Such bitte aus den folgenden Datensätzen jede Zeile heraus, die das Wort „cape“ enthält, und schreib sie unverändert ab. Groß- und Kleinschreibung ist dabei zu beachten.

============================================================

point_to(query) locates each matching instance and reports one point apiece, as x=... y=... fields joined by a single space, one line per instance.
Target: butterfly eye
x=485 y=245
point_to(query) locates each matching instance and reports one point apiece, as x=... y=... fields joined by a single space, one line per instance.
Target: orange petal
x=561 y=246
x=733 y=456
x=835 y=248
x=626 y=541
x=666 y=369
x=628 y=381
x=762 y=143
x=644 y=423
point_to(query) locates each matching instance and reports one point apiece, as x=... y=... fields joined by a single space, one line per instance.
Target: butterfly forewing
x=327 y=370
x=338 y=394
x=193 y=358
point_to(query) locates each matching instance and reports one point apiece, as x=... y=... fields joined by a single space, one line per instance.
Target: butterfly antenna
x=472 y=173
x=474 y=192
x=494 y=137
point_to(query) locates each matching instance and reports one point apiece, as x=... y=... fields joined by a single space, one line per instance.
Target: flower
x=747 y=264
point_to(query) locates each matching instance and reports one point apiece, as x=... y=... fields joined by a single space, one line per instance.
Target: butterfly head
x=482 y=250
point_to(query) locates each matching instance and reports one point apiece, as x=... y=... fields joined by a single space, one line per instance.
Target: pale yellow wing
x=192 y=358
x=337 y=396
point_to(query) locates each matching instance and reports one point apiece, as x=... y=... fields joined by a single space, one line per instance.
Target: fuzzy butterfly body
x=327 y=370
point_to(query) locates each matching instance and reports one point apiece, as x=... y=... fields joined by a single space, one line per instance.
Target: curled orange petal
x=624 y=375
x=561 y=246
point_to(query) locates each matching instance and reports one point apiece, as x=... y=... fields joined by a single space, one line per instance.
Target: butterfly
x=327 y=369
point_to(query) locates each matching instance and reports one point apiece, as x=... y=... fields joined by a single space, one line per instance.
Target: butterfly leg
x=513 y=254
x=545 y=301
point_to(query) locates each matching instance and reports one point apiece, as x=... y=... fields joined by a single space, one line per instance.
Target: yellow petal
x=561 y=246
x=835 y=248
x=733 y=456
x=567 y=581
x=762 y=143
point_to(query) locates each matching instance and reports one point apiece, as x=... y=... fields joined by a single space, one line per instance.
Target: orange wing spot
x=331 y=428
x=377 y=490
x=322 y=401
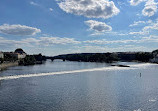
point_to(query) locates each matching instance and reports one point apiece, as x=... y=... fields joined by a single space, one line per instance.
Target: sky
x=54 y=27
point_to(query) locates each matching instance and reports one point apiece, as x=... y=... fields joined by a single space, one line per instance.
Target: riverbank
x=8 y=64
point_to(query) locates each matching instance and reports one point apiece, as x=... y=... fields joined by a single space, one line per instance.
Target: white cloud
x=136 y=2
x=152 y=25
x=51 y=9
x=57 y=40
x=137 y=23
x=98 y=27
x=150 y=8
x=104 y=41
x=90 y=8
x=18 y=30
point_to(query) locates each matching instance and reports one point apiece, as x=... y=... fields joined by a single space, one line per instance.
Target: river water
x=79 y=86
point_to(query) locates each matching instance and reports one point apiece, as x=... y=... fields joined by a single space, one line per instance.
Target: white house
x=155 y=59
x=1 y=55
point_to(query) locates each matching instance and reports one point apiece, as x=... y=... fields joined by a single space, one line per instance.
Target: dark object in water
x=121 y=65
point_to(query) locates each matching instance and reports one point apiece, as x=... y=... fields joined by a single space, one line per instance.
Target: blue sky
x=53 y=27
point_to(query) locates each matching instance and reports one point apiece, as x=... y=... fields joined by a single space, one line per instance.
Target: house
x=1 y=55
x=20 y=54
x=155 y=59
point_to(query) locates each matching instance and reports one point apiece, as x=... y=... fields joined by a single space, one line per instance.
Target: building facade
x=1 y=55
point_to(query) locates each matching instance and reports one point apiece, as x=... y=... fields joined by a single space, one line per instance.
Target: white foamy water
x=75 y=71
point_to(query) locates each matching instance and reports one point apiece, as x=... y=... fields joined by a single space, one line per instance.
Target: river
x=79 y=86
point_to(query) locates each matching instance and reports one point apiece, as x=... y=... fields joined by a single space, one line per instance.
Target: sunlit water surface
x=111 y=89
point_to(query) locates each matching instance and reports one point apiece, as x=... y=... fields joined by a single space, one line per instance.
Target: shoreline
x=8 y=64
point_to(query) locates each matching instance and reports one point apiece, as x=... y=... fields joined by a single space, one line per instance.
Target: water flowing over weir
x=75 y=71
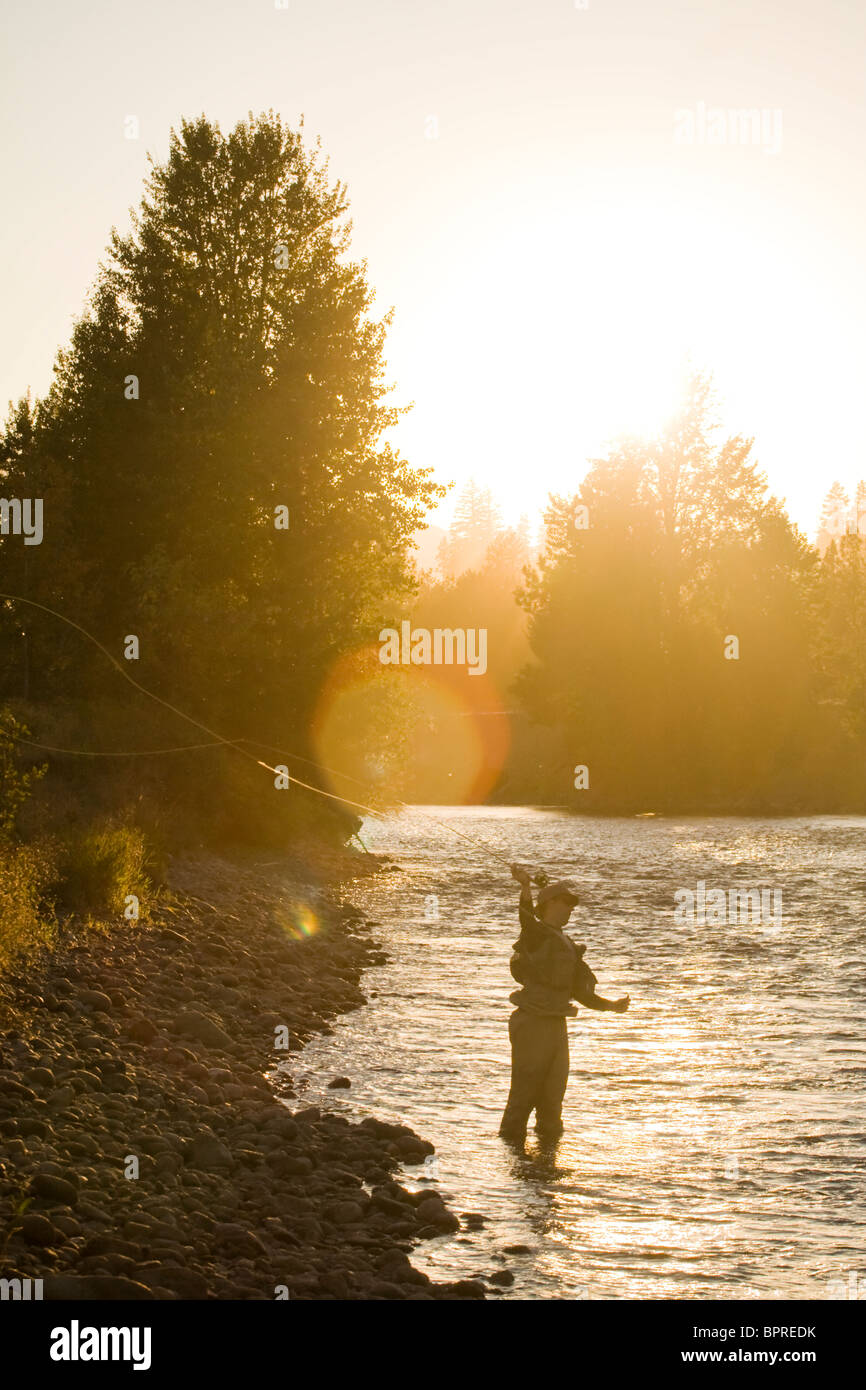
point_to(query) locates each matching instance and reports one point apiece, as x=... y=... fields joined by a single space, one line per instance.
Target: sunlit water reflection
x=715 y=1136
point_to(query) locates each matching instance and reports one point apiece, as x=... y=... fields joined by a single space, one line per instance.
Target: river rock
x=54 y=1189
x=193 y=1025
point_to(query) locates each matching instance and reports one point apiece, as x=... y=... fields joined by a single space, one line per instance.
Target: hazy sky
x=541 y=191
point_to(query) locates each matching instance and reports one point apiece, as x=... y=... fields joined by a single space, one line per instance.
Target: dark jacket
x=552 y=970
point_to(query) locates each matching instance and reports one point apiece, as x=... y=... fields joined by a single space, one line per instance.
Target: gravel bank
x=145 y=1150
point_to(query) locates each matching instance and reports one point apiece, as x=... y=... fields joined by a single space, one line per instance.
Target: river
x=715 y=1134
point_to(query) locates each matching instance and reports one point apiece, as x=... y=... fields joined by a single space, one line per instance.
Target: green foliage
x=99 y=868
x=260 y=366
x=27 y=923
x=15 y=784
x=628 y=622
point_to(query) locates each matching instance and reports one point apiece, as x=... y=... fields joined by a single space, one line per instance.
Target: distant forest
x=217 y=483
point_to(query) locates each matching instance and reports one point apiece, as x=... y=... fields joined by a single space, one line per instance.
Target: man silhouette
x=551 y=970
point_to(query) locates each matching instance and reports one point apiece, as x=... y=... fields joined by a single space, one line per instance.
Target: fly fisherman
x=552 y=970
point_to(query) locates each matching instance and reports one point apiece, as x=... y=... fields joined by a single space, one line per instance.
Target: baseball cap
x=563 y=888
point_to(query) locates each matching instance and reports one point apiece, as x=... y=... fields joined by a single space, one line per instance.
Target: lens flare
x=299 y=922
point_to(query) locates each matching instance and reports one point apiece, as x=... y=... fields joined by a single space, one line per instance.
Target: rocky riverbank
x=145 y=1150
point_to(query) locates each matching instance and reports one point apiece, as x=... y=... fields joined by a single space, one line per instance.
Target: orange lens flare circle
x=428 y=734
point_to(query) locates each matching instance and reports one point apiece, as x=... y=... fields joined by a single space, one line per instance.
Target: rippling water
x=715 y=1141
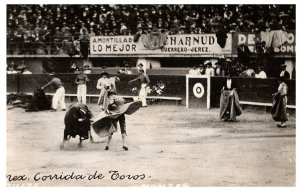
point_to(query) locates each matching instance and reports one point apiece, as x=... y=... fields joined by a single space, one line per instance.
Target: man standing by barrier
x=81 y=80
x=59 y=96
x=145 y=81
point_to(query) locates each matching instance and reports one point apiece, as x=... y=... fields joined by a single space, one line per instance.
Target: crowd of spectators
x=56 y=29
x=227 y=67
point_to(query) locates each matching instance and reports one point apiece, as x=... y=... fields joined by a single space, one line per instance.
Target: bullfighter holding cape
x=229 y=102
x=106 y=122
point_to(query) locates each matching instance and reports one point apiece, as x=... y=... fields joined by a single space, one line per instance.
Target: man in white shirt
x=194 y=71
x=261 y=73
x=283 y=72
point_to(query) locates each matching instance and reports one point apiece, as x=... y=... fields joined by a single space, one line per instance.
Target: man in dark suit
x=283 y=72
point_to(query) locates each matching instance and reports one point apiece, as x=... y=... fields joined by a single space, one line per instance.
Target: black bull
x=77 y=122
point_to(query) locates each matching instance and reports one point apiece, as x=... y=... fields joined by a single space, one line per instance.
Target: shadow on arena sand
x=168 y=146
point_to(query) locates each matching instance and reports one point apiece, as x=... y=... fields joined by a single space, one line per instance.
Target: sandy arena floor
x=168 y=146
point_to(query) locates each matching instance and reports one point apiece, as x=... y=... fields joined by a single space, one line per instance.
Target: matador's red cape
x=103 y=122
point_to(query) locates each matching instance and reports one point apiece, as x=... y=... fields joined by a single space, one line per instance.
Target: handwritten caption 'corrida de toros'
x=112 y=175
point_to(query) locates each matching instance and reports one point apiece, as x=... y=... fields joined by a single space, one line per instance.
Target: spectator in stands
x=26 y=71
x=261 y=73
x=84 y=43
x=201 y=69
x=218 y=68
x=125 y=70
x=11 y=70
x=86 y=69
x=283 y=72
x=209 y=71
x=104 y=85
x=73 y=67
x=194 y=71
x=248 y=72
x=141 y=67
x=91 y=34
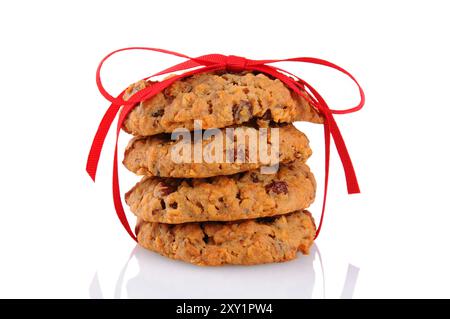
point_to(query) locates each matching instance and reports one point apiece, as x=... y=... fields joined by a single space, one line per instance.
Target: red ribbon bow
x=215 y=62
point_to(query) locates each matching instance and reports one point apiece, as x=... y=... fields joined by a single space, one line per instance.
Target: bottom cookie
x=249 y=242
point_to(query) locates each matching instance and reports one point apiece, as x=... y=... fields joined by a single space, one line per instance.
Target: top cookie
x=218 y=100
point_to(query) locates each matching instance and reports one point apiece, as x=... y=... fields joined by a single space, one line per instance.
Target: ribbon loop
x=232 y=63
x=235 y=63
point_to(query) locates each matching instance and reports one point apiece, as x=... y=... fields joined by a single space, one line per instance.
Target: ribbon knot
x=213 y=63
x=235 y=63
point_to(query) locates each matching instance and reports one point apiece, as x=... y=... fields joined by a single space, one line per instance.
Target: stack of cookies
x=229 y=211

============================================================

- **Gelöste Aufgabe**:
Target: bullfighter holding cape
Target: matador's red cape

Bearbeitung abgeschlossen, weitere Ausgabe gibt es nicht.